■ **MATERIAL SUPPLIED**:
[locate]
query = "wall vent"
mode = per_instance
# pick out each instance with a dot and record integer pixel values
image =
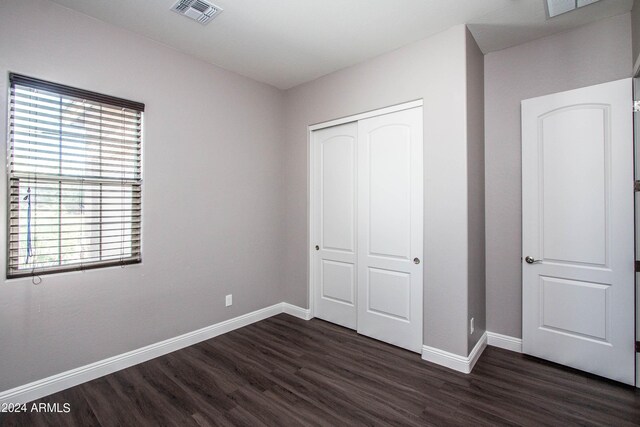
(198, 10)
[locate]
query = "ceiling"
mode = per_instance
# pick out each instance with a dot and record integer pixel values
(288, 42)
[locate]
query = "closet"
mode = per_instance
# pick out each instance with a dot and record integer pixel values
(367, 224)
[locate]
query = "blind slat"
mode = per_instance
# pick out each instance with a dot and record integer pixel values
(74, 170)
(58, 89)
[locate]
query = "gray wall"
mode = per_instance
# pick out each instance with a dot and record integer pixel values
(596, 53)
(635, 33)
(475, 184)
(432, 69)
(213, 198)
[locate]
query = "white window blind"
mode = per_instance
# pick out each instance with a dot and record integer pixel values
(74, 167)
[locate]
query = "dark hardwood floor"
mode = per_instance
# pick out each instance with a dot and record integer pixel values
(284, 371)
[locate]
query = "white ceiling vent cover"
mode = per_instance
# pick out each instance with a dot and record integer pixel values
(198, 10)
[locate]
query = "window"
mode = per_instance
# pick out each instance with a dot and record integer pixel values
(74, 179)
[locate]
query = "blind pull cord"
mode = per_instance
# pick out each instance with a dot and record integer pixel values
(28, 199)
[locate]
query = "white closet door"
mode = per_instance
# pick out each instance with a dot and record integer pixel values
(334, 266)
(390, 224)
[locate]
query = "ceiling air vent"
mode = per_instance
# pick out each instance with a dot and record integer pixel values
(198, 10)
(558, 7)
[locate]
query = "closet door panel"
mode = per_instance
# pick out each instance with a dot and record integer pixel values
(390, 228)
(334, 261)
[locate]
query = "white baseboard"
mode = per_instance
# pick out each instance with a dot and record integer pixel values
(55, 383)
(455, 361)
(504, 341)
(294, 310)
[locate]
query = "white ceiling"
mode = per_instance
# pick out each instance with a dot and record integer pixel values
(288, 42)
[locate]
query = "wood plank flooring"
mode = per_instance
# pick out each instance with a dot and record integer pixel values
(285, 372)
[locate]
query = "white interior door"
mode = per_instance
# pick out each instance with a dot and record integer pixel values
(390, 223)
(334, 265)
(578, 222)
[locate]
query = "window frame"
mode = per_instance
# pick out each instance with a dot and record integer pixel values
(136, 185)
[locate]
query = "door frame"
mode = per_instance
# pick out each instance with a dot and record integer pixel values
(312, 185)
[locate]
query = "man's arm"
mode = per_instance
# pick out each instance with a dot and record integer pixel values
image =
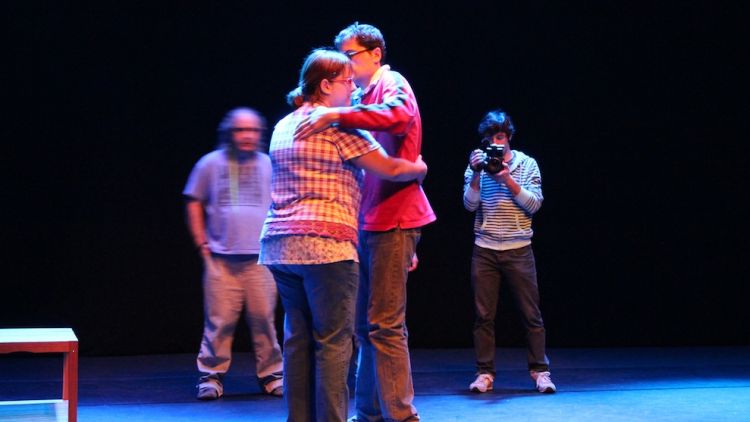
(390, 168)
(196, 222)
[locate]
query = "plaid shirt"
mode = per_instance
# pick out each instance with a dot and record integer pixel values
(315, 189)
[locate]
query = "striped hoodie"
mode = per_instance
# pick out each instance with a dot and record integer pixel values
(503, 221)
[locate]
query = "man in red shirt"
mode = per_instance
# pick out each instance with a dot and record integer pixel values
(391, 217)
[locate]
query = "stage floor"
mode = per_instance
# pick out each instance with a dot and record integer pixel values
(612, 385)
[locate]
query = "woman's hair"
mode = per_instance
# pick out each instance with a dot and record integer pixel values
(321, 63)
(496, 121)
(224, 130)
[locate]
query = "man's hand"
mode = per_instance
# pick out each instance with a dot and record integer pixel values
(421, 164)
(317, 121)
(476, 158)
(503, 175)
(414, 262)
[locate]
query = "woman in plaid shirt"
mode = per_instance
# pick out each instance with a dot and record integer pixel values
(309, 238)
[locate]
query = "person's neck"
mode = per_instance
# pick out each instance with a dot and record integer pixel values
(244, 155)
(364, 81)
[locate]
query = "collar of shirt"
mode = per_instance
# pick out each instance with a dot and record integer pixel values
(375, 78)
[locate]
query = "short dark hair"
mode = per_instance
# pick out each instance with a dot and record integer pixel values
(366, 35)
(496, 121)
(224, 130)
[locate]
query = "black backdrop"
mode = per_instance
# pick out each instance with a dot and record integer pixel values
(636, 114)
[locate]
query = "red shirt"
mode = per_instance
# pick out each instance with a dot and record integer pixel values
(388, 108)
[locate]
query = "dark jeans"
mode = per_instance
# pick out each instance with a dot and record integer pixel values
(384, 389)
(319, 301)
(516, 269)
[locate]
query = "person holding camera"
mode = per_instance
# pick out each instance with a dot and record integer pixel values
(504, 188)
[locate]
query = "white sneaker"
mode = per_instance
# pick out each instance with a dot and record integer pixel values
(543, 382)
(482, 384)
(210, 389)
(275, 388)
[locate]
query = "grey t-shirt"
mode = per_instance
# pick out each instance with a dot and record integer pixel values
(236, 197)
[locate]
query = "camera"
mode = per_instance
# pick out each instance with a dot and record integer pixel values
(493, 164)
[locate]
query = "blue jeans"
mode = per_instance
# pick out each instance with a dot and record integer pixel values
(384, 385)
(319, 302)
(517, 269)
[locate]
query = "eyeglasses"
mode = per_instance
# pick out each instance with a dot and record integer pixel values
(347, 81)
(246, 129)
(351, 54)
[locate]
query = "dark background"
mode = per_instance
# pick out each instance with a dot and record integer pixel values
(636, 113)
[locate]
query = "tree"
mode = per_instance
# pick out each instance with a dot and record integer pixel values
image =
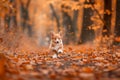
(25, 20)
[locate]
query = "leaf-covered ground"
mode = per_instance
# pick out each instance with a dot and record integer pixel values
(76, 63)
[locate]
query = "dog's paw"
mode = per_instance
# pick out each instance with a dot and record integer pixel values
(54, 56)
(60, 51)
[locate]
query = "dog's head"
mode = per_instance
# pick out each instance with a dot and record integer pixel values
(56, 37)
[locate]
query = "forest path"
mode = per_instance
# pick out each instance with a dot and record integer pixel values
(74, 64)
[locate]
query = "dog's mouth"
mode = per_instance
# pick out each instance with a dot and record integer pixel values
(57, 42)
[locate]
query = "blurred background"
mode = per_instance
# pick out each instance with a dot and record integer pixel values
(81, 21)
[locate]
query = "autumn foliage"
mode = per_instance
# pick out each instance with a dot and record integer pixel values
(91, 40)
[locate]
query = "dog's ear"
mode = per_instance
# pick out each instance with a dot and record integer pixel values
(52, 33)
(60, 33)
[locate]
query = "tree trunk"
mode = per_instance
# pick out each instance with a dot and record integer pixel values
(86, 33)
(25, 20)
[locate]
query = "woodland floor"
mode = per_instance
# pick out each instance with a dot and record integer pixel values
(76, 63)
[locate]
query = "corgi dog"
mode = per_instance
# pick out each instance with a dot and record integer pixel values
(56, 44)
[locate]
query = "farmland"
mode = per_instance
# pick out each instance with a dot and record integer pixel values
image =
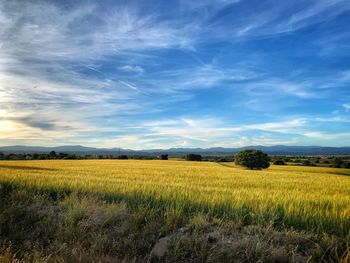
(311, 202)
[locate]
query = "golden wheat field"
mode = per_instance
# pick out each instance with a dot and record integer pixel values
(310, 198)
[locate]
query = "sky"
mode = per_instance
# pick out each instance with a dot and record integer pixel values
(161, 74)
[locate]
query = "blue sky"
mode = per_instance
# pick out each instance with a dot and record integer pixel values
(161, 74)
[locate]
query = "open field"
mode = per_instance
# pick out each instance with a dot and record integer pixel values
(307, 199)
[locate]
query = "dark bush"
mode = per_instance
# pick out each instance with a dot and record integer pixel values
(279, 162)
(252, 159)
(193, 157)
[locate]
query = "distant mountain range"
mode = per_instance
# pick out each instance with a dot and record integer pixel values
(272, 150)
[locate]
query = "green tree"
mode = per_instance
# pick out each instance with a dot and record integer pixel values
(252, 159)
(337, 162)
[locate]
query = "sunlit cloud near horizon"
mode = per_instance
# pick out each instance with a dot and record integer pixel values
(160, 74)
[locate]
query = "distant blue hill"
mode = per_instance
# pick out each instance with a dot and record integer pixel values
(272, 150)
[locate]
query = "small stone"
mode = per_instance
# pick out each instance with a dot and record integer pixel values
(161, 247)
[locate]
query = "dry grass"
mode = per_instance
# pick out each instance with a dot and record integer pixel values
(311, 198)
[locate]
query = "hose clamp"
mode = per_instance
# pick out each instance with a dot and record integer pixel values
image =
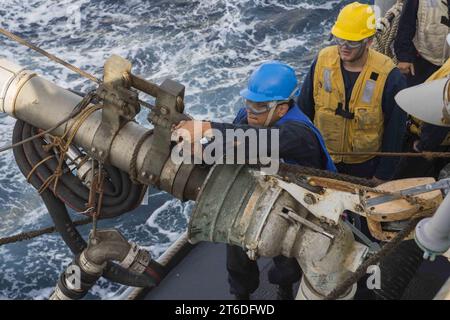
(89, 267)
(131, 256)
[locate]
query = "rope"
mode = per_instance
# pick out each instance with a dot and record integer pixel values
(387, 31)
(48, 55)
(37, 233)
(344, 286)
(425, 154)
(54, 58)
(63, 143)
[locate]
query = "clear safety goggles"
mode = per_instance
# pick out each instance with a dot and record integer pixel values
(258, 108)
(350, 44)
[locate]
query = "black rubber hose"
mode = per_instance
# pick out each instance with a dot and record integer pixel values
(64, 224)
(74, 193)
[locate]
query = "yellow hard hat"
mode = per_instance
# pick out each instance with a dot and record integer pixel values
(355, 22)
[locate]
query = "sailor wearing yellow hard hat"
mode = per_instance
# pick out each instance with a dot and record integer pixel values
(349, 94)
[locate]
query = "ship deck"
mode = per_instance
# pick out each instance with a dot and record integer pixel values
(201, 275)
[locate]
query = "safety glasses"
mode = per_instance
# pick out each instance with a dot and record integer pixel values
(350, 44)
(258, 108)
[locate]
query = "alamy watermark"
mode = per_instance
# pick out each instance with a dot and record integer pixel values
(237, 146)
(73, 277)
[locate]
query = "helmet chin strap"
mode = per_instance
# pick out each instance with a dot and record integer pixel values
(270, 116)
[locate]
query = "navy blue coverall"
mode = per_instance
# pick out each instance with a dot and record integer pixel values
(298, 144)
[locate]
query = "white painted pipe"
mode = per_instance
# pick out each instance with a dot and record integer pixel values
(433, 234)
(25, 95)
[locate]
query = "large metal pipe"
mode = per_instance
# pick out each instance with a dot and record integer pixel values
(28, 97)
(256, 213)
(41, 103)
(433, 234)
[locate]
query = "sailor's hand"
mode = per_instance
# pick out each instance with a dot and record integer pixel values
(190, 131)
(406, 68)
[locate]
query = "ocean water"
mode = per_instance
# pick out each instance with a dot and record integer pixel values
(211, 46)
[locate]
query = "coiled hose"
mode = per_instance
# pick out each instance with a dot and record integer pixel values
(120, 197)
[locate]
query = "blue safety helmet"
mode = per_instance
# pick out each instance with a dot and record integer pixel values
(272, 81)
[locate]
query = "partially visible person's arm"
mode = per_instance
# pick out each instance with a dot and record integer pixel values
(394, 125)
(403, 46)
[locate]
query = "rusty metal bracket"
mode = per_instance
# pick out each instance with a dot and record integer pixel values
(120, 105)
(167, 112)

■ **PROBLEM DETAILS**: From the material above, gather all lines that include the string "ceiling" and copy them.

■ **RESPONSE TO THE EXERCISE**:
query = "ceiling"
query = "white ceiling vent cover"
query = "ceiling air vent"
query = "white ceiling"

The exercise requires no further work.